» Consigne 1
D'après le texte présenté, de quelle guerre est l'ancien combattant incarné par Coluche ?
» Consigne 2
Recopiez le passage du texte présenté compris entre « L’ancien combattant, le » et « haut en couleurs. », ces deux bornes incluses.

━━ Texte présenté ━━

Entre les guerres et  le service militaire obligatoire pour les jeunes hommes, la société française a baigné au 20ème siècle dans une culture militaire dans lequel le soldat, conscrit ou professionnel ou bien ancien combattant, faisait partie du paysage familier.

L’ancien combattant, le sketch de Coluche que  nous présentons ici, témoigne de cette présence sociale.  Il été joué et popularisé par son auteur au milieu des années 70. Celui qui fut incontestablement  l’humoriste le plus populaire des années 70 campe ici un ancien combattant de la guerre 14-18 haut en couleurs.

Les productions humoristiques, depuis les comédies d’Aristophane, sont le reflet de la société de leur temps et les humoristes,  – quand ils sont bons comme Coluche ou Fernand Raynaud – n’hésitent pas à traiter des sujets d’actualité afin d’obtenir les faveurs du public, toujours prompt à rire ou à se moquer de lui même et des autres.  Les textes des chansons ou des sketches, quand ils sont suffisamment élaborés, peuvent donc être analysés comme  des documents historiques,  puisqu’ils nous renseignent sur le passé d’une société, à un moment donné.

━━━
━━ Extrait des données ━━

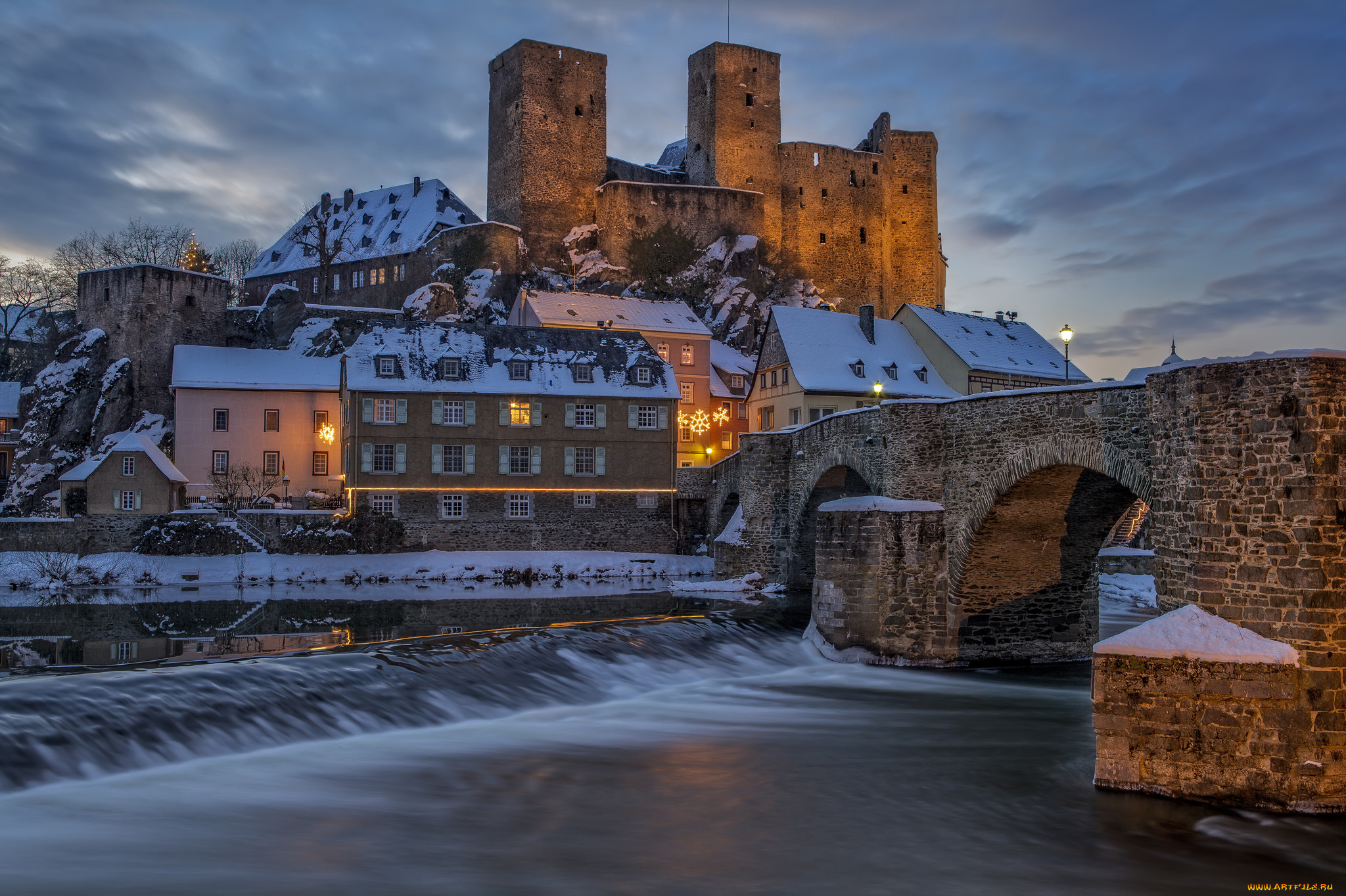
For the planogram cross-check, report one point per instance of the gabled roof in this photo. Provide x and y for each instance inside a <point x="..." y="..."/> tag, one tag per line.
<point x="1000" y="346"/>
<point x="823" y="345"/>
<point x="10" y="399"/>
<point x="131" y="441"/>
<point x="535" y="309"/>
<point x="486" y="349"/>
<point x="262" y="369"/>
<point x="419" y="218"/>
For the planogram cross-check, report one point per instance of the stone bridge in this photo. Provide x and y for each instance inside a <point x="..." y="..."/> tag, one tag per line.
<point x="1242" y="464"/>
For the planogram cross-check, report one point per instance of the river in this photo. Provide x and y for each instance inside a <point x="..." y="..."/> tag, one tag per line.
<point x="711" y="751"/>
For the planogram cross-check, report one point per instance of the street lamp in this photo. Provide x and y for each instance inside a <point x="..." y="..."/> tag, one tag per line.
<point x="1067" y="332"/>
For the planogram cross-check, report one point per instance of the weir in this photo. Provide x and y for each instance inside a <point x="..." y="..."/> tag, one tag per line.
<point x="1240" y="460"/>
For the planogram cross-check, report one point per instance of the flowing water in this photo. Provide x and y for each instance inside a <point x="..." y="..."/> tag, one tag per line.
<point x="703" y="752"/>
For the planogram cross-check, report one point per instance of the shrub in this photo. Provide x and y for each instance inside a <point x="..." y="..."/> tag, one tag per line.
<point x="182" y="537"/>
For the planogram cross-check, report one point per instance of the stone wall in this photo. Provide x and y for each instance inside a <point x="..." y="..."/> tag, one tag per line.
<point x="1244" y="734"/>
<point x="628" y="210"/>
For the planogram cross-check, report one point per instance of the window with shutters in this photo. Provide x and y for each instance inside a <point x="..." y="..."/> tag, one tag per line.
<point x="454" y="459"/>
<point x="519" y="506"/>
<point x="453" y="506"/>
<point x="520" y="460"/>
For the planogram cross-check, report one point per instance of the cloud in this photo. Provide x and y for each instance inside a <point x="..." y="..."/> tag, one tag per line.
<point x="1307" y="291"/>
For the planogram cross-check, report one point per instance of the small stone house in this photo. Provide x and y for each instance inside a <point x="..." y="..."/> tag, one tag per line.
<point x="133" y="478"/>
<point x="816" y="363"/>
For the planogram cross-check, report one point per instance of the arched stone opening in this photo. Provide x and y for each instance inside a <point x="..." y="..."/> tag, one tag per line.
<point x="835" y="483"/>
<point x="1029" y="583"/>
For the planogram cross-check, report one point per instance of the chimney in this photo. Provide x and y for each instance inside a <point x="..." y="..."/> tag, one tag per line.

━━━

» Corrigé 1
De la guerre 14-18.

» Corrigé 2
L’ancien combattant, le sketch de Coluche que  nous présentons ici, témoigne de cette présence sociale.  Il été joué et popularisé par son auteur au milieu des années 70. Celui qui fut incontestablement  l’humoriste le plus populaire des années 70 campe ici un ancien combattant de la guerre 14-18 haut en couleurs.